EXCERPT PROVIDED:
** START **

# Homework 1

1.[2pts]Consider a sequence of values $\{x_1, x_2,\dots, x_n\}$ of some variable x, and suppose
we compute an exponentially weighted moving average using the formula
$\mu_n =\beta \mu_{n-1}+(1-\beta)x_n $
where $0<\beta<1$. By making use of the following result for the sum of a finite
geometric series
$$\sum_k=1^n \beta_{k-1} = \frac{1-\beta^n}{1-\beta},$$
show that if the sequence of averages is initialized using µ0 = 0, then the estimators
are biased and that the bias can be corrected using
$$\hat \mu_n=\frac{\mu_n}{1-\beta^n}$$

2. [3pts]Prove the shift invariant property of convolution: 
$$\mathcal{G}(f(\cdot-a))(x)=\mathcal{G}(f(\cdot))(x-a),$$
where $\mathcal{G}$ is the convolutional operator $\mathcal{G}(f(\cdot))=\int_{-\infty}^{+\infty} f(\tau)h(x-\tau)d\tau$

3. Neural Network Architectures 
(1)[3pts] Derive the number of trainable parameters in a single convolutional layer with input size $H \times W \times C_{\mathrm{in}}$, kernel size $k \times k$, and $C_{\mathrm{out}}$ output channels (assume bias), and compare it with a fully connected (dense) layer of the same input and output size. 
(2)[2pts]Explain why positional information is necessary in Transformers and describe one method to inject positional information.

4.[15pts]Training a Convolutional Neural Network (CNN) on EuroSAT for Image Classification

In this assignment, you will train a deep learning model from scratch for EuroSAT dataset classification. EuroSAT is a dataset of 27,000 RGB satellite images (64×64 pixels) across 10 land cover classes, derived from Sentinel-2 satellite data for remote sensing classification tasks.

You are required to complete the following code by **filling in your own architecture and training function.** In the sections that specify **“To be implemented by students”**, you should replace pass with your own implementation.

After completing the implementation, answer the following questions and submit a report in Markdown/PDF format.
- Estimate the number of parameters and the feature map sizes at each layer.

** END **

DATA:
** START **

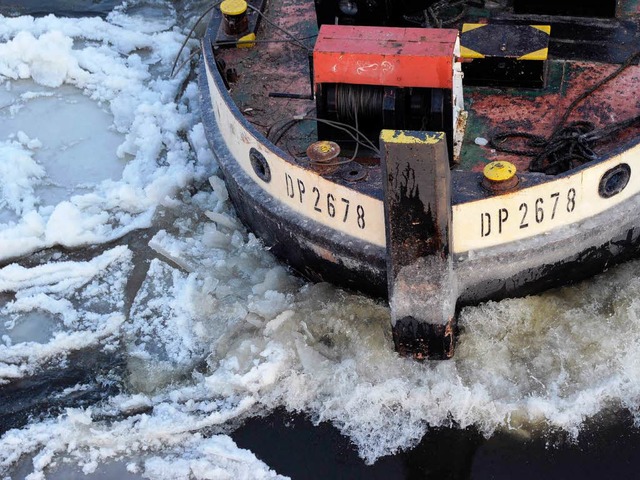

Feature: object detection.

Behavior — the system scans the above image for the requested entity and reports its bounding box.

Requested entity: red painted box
[313,25,458,89]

** END **

PROBLEM STATEMENT: Reproduce the homework word for word, starting at "3. Neural Network" and stopping after "inject positional information.". The data are separate from the homework text.

SOLVED EXERCISE:
3. Neural Network Architectures 
(1)[3pts] Derive the number of trainable parameters in a single convolutional layer with input size $H \times W \times C_{\mathrm{in}}$, kernel size $k \times k$, and $C_{\mathrm{out}}$ output channels (assume bias), and compare it with a fully connected (dense) layer of the same input and output size. 
(2)[2pts]Explain why positional information is necessary in Transformers and describe one method to inject positional information.